▶
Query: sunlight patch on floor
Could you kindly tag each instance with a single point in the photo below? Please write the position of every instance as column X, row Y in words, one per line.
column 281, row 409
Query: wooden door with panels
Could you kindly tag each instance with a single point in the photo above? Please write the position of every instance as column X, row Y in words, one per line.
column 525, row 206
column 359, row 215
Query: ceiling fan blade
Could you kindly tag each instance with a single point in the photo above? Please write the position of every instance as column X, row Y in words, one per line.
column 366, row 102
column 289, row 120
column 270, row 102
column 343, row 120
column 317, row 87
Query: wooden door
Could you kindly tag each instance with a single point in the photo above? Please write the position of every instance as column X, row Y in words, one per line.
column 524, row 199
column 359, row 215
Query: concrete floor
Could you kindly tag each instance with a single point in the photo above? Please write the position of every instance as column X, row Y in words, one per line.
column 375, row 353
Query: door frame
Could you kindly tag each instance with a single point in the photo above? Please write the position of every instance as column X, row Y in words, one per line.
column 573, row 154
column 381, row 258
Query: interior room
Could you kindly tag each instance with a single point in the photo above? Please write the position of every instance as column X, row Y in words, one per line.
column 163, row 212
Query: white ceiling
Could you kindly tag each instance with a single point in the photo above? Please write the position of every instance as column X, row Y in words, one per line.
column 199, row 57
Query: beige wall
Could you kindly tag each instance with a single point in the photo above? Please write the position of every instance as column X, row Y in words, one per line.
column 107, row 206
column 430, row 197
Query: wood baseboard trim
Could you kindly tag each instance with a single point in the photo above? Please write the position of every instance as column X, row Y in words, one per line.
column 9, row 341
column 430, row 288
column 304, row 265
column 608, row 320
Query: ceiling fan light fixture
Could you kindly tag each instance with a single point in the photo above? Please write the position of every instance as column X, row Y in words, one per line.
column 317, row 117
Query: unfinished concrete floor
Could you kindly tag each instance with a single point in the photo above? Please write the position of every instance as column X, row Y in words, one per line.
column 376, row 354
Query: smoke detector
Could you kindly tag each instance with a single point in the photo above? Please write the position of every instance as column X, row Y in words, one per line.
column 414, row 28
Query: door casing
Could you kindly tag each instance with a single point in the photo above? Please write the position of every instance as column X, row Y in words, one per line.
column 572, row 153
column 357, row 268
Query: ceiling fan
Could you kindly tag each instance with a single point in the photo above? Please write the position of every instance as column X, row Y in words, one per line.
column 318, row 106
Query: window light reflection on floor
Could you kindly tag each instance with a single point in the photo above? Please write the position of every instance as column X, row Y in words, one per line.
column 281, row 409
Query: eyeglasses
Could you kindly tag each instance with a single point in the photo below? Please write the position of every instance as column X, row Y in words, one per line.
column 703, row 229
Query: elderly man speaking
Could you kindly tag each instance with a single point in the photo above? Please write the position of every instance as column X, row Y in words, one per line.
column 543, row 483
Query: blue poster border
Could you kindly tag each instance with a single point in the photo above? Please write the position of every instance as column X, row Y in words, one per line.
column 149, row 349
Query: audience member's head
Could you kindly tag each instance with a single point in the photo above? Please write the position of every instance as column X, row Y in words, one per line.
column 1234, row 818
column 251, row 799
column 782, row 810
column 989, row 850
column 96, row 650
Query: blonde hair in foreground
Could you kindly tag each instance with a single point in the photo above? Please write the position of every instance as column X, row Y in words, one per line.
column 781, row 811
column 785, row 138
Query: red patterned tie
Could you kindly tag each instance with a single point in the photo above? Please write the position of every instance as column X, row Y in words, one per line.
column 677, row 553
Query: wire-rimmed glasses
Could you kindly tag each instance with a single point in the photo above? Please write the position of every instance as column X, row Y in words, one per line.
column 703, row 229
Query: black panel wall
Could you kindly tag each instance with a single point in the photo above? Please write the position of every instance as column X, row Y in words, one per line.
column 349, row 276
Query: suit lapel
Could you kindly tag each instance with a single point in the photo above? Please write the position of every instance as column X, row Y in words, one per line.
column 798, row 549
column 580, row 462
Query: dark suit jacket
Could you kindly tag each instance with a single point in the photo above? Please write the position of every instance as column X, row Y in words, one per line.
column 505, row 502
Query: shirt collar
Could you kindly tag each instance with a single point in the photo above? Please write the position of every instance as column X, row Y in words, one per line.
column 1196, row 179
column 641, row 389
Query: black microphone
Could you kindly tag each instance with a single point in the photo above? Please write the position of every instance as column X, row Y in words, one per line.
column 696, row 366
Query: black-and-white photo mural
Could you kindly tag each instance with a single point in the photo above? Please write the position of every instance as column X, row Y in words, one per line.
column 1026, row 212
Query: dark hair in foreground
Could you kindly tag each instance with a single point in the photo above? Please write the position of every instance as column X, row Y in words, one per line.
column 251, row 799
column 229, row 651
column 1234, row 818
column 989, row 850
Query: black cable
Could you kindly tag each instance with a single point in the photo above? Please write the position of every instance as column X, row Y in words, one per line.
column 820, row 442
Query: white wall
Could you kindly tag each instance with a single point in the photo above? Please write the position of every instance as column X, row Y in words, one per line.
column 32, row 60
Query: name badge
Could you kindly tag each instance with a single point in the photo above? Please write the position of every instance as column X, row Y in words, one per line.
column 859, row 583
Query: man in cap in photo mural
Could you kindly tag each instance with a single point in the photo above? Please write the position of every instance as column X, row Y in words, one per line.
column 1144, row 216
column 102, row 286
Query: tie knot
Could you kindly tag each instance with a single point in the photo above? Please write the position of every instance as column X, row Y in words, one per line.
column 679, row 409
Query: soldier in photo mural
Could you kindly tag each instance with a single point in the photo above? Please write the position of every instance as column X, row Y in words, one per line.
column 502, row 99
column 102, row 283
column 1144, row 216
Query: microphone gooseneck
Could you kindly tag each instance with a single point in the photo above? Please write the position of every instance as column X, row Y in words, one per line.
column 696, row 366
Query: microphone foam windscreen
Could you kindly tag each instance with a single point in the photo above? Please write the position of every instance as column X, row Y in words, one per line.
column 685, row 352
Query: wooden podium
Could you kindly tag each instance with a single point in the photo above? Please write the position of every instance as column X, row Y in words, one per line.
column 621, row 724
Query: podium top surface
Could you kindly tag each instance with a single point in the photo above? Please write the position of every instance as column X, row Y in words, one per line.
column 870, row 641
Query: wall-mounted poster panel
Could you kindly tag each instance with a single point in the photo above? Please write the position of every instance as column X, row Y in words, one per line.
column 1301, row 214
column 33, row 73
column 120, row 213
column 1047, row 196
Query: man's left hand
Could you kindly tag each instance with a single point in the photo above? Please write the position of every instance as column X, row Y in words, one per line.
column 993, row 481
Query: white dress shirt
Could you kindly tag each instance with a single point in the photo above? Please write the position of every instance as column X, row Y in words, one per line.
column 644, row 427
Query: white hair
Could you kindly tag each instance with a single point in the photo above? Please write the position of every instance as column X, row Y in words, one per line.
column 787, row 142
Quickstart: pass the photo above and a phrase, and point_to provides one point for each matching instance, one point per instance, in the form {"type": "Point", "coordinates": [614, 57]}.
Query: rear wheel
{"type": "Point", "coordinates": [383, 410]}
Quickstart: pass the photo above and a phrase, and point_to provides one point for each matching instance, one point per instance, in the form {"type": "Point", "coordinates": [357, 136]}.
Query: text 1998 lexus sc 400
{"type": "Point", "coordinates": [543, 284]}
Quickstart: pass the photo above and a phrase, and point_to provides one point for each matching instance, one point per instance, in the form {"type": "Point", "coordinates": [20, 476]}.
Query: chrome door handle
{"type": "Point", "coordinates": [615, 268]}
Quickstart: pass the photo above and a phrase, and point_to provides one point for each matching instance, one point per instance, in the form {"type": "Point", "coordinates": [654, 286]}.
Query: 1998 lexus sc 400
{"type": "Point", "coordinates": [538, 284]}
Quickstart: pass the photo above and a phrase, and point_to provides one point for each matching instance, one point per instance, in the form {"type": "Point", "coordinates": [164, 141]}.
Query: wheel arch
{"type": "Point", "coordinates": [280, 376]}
◀
STATED GOAL :: How many lines in the records above contain the string "coordinates", matching case? Reply with the number only.

TASK RESPONSE :: 10